• **Named-object pointing records**

──────

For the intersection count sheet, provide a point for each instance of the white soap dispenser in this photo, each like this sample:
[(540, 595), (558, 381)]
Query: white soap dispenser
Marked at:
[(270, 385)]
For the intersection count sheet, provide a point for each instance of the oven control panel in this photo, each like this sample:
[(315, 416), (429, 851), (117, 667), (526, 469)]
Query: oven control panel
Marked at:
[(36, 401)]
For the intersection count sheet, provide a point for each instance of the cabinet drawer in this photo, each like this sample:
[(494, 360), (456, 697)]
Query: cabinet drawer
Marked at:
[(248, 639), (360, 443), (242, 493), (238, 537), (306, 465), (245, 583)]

──────

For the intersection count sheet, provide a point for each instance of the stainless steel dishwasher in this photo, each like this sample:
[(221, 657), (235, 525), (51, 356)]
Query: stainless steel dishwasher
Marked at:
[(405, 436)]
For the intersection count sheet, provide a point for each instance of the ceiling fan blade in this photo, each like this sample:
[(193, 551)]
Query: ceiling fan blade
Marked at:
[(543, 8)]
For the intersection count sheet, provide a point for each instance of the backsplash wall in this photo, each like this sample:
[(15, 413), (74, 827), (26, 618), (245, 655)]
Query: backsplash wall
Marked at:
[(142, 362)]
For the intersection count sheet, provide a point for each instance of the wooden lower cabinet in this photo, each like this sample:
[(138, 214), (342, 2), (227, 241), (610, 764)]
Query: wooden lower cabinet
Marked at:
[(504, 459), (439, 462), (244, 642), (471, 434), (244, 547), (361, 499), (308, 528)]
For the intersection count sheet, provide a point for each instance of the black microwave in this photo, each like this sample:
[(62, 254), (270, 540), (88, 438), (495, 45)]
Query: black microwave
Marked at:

──────

Write out, word for word, the stretch of the entries from the line containing "of the white" through the line containing "[(36, 401)]".

For the intersection count sheet, provide a point for each instance of the white soap dispenser in this photo, each like this sample:
[(540, 595), (558, 381)]
Query: white soap dispenser
Marked at:
[(270, 385)]
For the intersection count sheet, provide a point for each instance of the oven control panel in this photo, each like this sample:
[(315, 416), (429, 851), (117, 667), (526, 469)]
Query: oven control panel
Marked at:
[(36, 401)]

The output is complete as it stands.